» DATA FOR THIS EXERCISE
□ □ □
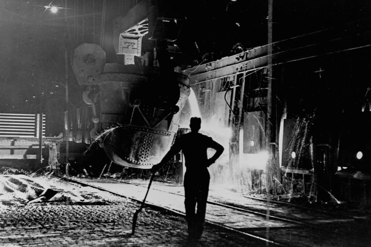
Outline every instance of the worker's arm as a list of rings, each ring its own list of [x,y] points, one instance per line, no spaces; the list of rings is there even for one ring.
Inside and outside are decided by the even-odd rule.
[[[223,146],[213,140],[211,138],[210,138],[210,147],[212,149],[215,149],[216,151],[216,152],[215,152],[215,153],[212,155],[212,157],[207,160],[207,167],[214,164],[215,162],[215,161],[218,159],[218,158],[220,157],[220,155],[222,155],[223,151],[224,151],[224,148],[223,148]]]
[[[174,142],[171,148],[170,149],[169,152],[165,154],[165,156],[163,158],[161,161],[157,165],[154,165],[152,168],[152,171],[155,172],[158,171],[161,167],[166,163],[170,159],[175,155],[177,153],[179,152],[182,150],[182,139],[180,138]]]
□ □ □
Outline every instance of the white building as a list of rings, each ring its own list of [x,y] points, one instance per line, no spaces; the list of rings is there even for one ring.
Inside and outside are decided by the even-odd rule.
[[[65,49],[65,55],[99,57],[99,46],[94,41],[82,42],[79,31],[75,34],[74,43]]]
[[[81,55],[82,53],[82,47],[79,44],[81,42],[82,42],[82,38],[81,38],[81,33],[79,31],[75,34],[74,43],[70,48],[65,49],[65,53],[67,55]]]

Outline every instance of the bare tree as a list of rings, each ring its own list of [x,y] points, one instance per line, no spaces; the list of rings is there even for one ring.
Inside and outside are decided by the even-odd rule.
□ □ □
» YOUR TASK
Find every line of the entries that contains the string "instance" and copy each such line in full. Matching is case-sensitive.

» TASK RESULT
Outline every instance of the worker's arm as a list of rings, each ring its own list of [x,y] points, one instance per line, no spaces; the list of rings is there even for one ring.
Outline every instance of the white building as a list of rings, each ring its own list of [x,y] points, one instance per line, no spaces; the list of rings is there even for one ring.
Outline every instance of the bare tree as a list of rings, each ring its own list of [x,y] points, one instance per line, no spaces; the list of rings is there even for one ring.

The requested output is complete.